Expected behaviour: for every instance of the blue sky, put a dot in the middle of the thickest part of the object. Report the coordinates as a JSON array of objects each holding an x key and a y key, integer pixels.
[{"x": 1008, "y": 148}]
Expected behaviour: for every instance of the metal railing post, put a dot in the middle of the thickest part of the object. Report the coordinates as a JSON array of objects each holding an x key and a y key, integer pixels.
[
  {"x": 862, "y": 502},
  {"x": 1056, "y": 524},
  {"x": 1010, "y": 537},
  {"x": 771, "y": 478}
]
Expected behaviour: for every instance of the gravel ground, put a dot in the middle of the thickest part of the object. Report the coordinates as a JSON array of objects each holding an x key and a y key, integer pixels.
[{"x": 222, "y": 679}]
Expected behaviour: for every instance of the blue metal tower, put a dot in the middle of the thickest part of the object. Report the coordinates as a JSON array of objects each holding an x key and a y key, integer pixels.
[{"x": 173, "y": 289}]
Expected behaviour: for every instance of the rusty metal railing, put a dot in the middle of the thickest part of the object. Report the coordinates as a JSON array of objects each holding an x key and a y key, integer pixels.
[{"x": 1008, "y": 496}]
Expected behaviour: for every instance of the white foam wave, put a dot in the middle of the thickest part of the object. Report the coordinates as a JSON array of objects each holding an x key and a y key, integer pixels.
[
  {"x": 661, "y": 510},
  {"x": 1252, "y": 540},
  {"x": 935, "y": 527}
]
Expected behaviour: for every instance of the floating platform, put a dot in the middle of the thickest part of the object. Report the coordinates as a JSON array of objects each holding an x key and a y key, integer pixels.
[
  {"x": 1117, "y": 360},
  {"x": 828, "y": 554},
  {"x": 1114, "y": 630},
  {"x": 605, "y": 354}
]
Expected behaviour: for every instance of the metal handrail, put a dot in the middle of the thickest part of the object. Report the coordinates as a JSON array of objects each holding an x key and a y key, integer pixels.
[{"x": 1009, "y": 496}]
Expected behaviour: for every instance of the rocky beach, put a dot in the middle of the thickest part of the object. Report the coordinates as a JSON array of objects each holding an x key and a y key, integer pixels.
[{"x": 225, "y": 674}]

■ ■ ■ ■ ■

Sostituisci "thickest part" con "widest part" in tutto il materiale qui sopra e riscrivilo per intero, senza modificare nient'altro.

Expected behaviour: for every instance of the blue sky, put a dot in the middle of the widest part of the object. Report the coordinates as a JSON array of objects each holding an x key and a y key, integer pixels.
[{"x": 1008, "y": 148}]
Expected behaviour: for every instance of the metal railing post, put a dot in the middle of the widest part of the object. Report the coordinates as a JSON array of objects each holding an x key and a y key, integer pixels.
[
  {"x": 862, "y": 502},
  {"x": 1056, "y": 524},
  {"x": 1010, "y": 537},
  {"x": 771, "y": 478}
]
Expected behaviour: for every instance of the gravel ground, put a dot in the middle of the widest part of the object. Report the coordinates as a JSON array of objects each holding an x key and a y key, integer pixels.
[{"x": 222, "y": 679}]
Expected behaviour: for every instance of the blue metal tower, put a dot in the middle of the widest part of the object. Report the coordinates as a JSON array of objects each holding an x key and a y key, integer pixels.
[{"x": 173, "y": 289}]
Expected behaviour: for every instance of the rusty metal railing, put a dot in the middle of the widest part of the object. Report the coordinates as a JSON array of objects each holding an x key and a y key, integer pixels.
[{"x": 1008, "y": 496}]
Expected behaviour: for every instance of the white foam wave, put a dot in the middle of the widest part of the object. Report the coordinates as a JSON array of objects each holding an x key and a y key, integer pixels.
[
  {"x": 661, "y": 510},
  {"x": 1252, "y": 540},
  {"x": 935, "y": 527}
]
Expected behaviour: for every instance of the floating platform, put a dot in the middle of the widest part of the object. Report the coordinates as a JSON array of objects each holding an x key and a y key, integer pixels.
[
  {"x": 1117, "y": 360},
  {"x": 828, "y": 554},
  {"x": 1114, "y": 630},
  {"x": 605, "y": 354}
]
Expected behaviour: for every instance of the metal handrail, put a dot in the middle of the widest part of the object. Report the coordinates as a JSON array of objects each holding an x key and a y key, integer pixels.
[{"x": 1009, "y": 496}]
Expected behaviour: for every instance of the rocky beach, put a dot in the middle of the widest part of the object. Report the coordinates as a JSON array of objects each holding an x key and a y key, integer pixels.
[{"x": 225, "y": 674}]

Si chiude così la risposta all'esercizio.